Short problem: Every entry below must appear again, exactly as written.

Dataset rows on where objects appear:
######
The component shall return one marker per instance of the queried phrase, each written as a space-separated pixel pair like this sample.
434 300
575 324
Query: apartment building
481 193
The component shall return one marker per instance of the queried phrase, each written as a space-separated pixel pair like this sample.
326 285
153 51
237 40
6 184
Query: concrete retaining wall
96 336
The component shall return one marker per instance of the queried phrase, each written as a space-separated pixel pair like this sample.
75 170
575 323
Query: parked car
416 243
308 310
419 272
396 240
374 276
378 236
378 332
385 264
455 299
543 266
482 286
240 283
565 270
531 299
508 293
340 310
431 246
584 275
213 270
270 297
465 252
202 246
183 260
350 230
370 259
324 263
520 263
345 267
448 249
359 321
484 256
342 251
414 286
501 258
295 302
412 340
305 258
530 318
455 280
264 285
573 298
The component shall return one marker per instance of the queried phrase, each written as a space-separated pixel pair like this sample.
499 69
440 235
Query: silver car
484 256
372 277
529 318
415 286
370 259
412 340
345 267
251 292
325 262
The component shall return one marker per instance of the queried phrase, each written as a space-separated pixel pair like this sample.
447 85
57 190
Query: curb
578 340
######
Output for this task:
The component shall return one marker per instance of the queried phrase, each written as a space-separated pixel pair like this sample.
434 300
575 324
Query: apartment building
481 193
The component shall return one marker per instance of the queried phrase, each written as a space-separated pixel pair like this sample.
326 285
153 51
237 40
6 184
Query: concrete retaining wall
96 336
The component shall return one marker per instance of the queried phrase, each written as a space-separated pixel pair like this sample.
75 170
575 323
Query: parked car
416 243
308 310
419 272
396 240
374 276
378 236
378 332
385 264
455 299
543 266
482 286
240 283
565 270
531 299
508 293
340 310
431 246
584 275
213 270
270 297
465 252
202 246
183 260
350 230
370 259
324 263
520 263
345 267
448 249
359 321
484 256
342 251
414 286
501 258
295 302
412 340
305 258
530 318
455 280
264 285
573 298
The component shall return one marker per instance of the queried phrase, each written as a space-separated pixel pair like this sample.
499 69
440 235
Query: silver car
484 256
372 277
529 318
415 286
370 259
412 340
345 267
251 292
325 262
The component shall return one marker per instance of the queried phrase, each written as a space-separated pixel pair like this sample.
447 85
57 190
Query: curb
578 340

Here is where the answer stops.